Data records
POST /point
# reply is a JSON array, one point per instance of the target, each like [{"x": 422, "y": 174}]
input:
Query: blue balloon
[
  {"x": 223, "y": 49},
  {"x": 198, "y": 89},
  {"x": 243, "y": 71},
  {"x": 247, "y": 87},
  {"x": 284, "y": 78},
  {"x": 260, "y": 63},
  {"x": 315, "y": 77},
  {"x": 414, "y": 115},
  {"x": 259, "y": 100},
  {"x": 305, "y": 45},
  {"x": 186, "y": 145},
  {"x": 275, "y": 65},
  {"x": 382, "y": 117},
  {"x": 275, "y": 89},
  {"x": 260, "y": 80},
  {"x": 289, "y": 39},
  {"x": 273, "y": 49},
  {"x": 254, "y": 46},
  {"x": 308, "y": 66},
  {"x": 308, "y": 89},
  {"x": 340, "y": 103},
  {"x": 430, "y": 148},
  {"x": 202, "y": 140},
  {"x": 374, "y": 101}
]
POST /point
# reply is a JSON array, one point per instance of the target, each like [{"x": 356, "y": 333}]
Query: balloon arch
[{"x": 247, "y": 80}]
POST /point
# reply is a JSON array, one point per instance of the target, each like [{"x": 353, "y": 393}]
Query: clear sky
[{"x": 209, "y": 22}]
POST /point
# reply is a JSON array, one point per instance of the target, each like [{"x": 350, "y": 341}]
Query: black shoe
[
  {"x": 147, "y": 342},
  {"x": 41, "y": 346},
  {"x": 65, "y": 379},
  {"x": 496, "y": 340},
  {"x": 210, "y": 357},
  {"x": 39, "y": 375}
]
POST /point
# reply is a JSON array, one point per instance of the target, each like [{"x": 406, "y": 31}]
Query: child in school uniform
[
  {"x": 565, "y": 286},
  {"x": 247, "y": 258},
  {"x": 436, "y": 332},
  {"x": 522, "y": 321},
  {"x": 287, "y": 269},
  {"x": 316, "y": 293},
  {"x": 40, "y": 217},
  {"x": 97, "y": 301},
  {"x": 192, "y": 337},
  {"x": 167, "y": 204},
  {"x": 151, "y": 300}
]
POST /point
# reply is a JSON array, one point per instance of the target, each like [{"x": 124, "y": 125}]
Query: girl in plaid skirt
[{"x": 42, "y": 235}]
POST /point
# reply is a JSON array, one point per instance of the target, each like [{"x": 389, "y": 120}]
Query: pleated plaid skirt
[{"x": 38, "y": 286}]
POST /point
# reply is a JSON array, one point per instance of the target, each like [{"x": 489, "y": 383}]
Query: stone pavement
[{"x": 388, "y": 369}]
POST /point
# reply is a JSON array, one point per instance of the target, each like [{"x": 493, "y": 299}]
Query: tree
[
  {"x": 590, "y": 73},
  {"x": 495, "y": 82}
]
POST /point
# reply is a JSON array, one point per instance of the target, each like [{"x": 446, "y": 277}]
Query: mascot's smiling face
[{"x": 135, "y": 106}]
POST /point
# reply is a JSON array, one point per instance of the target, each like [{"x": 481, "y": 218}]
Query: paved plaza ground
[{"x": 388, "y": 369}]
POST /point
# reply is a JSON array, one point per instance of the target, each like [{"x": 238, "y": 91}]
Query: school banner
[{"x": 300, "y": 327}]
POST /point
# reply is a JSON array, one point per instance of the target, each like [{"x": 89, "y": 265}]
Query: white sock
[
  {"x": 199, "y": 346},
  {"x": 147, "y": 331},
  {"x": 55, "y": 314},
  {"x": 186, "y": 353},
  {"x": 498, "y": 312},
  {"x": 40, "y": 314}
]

Set exercise
Transcribe every entry verbatim.

Result of the task
POST /point
# reply is a JSON array, one point per instance of the target, each like [{"x": 422, "y": 174}]
input:
Query: blue balloon
[
  {"x": 223, "y": 49},
  {"x": 198, "y": 89},
  {"x": 243, "y": 71},
  {"x": 247, "y": 87},
  {"x": 284, "y": 78},
  {"x": 260, "y": 63},
  {"x": 315, "y": 77},
  {"x": 414, "y": 115},
  {"x": 259, "y": 100},
  {"x": 305, "y": 45},
  {"x": 186, "y": 145},
  {"x": 275, "y": 65},
  {"x": 382, "y": 117},
  {"x": 275, "y": 89},
  {"x": 260, "y": 80},
  {"x": 289, "y": 39},
  {"x": 273, "y": 49},
  {"x": 254, "y": 46},
  {"x": 308, "y": 66},
  {"x": 308, "y": 89},
  {"x": 340, "y": 103},
  {"x": 430, "y": 148},
  {"x": 202, "y": 140},
  {"x": 374, "y": 101}
]
POST /point
# reply is a JSON array, one point per instance of the target, each like [{"x": 356, "y": 333}]
Query: balloon arch
[{"x": 247, "y": 80}]
POST /point
# reply is a JSON array, one point per instance of the target, each like [{"x": 353, "y": 393}]
Query: clear sky
[{"x": 209, "y": 22}]
POST /point
# reply is a JSON array, one point per instance of the target, each like [{"x": 350, "y": 341}]
Query: black shoe
[
  {"x": 147, "y": 342},
  {"x": 41, "y": 346},
  {"x": 65, "y": 379},
  {"x": 496, "y": 340},
  {"x": 210, "y": 357},
  {"x": 39, "y": 375}
]
POST /point
# reply is a JSON array, one point per instance of the target, each like [{"x": 406, "y": 31}]
Query: child in school uniform
[
  {"x": 565, "y": 286},
  {"x": 247, "y": 258},
  {"x": 436, "y": 332},
  {"x": 522, "y": 321},
  {"x": 287, "y": 269},
  {"x": 316, "y": 293},
  {"x": 40, "y": 217},
  {"x": 97, "y": 301},
  {"x": 192, "y": 337},
  {"x": 167, "y": 204},
  {"x": 151, "y": 300}
]
POST /point
# reply is a JSON array, one point per instance of the target, each like [{"x": 124, "y": 125}]
Query: girl in plaid skirt
[{"x": 42, "y": 235}]
POST /point
# reply is a JSON array, one point per instance of the target, each like [{"x": 389, "y": 120}]
Query: pleated plaid skirt
[{"x": 38, "y": 286}]
POST /point
# reply is a JSON array, one point per instance of the target, each like [{"x": 489, "y": 383}]
Query: stone pavement
[{"x": 388, "y": 369}]
POST /point
# reply is a JSON array, one point per instance of the target, each like [{"x": 493, "y": 299}]
Query: tree
[
  {"x": 590, "y": 73},
  {"x": 495, "y": 82}
]
POST /point
# reply is a JSON array, one point per instance of the target, each like [{"x": 446, "y": 277}]
Query: mascot's smiling face
[{"x": 135, "y": 106}]
POST /point
# reply is a JSON array, one point per instance of the target, each like [{"x": 481, "y": 218}]
Query: paved plaza ground
[{"x": 388, "y": 369}]
POST /point
# reply is a JSON array, one point per instance of the target, each like [{"x": 238, "y": 91}]
Query: school banner
[{"x": 300, "y": 327}]
POST /point
# reply is a JSON array, one point per instance of the target, each like [{"x": 89, "y": 265}]
Query: white sock
[
  {"x": 199, "y": 346},
  {"x": 147, "y": 331},
  {"x": 55, "y": 314},
  {"x": 186, "y": 353},
  {"x": 498, "y": 312},
  {"x": 40, "y": 314}
]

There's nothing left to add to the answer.